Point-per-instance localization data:
++++++++

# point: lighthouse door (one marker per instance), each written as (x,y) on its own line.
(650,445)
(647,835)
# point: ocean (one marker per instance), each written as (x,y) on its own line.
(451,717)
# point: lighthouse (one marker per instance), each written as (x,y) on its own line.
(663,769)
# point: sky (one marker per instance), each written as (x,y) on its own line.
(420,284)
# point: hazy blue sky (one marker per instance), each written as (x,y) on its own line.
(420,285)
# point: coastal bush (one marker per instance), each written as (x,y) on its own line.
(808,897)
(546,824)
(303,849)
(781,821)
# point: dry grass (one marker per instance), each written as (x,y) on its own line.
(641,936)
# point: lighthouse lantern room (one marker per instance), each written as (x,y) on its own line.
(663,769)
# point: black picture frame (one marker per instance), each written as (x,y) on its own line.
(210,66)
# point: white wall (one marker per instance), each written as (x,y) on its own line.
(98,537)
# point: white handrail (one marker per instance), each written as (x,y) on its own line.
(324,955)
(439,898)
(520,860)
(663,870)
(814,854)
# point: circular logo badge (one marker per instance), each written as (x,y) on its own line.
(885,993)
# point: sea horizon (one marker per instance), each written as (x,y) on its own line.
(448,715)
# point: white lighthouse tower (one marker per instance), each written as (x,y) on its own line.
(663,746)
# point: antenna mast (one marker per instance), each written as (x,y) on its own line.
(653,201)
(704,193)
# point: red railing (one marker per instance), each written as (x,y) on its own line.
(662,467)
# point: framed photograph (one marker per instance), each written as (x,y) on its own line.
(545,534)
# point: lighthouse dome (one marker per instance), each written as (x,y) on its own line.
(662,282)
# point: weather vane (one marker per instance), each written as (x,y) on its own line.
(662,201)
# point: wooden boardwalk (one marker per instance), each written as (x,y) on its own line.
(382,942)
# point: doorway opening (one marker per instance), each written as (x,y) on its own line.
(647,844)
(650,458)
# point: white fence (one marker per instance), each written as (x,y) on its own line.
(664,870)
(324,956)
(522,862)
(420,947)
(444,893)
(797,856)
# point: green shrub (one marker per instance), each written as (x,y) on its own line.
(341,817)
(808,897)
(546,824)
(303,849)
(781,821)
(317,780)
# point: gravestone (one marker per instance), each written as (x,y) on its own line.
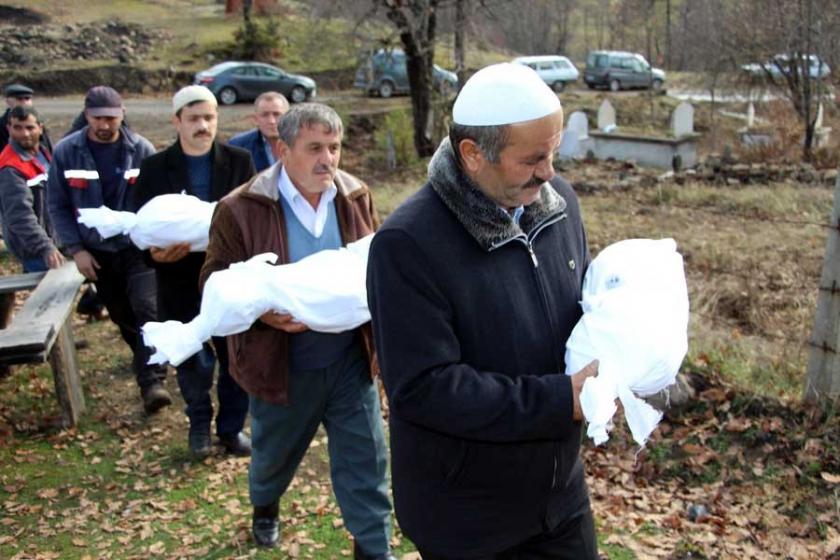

++++++++

- **EXERCISE REQUIREMENTS**
Quote only the lines that start at the line holding "# point: circular" and end at the last line of the entries, including both of those lines, and omit every picture.

- **OUTPUT**
# point: circular logo badge (one marker per instance), each written as (x,y) on its own line.
(885,993)
# point: sea horizon (one marker per instance), each written as (x,y) on its own line.
(448,715)
# point: white lighthouse tower (one marker per instance), each written as (x,y) on its own line.
(663,746)
# point: antenna mast (one marker per instance), each written as (x,y) on its own line.
(653,201)
(704,193)
# point: red railing (one marker per instance), each written as (x,y) on its own line.
(662,467)
# point: framed photograph (one marker per instance), each written as (x,y) on its own line.
(545,534)
# point: lighthouse dome (one marker per instance), each written as (x,y) on its own line.
(662,282)
# point: weather vane (one marker per instance), each written as (x,y) on its own line.
(662,201)
# point: wooden boardwalk (one marker per instance), each written as (x,y) on its own line.
(382,942)
# point: doorway opening (one marker per instance), each written as (x,y) on its own line.
(647,844)
(650,458)
# point: white fence (one marker per instance), each written as (x,y) on its own line.
(664,870)
(324,956)
(522,862)
(420,947)
(444,893)
(797,856)
# point: green shrub (one marker per instance), each written as (x,y) on its own line.
(341,817)
(808,897)
(546,824)
(303,849)
(781,821)
(317,780)
# point: gravestone (one marker per instance), each written as (x,y) on its own line.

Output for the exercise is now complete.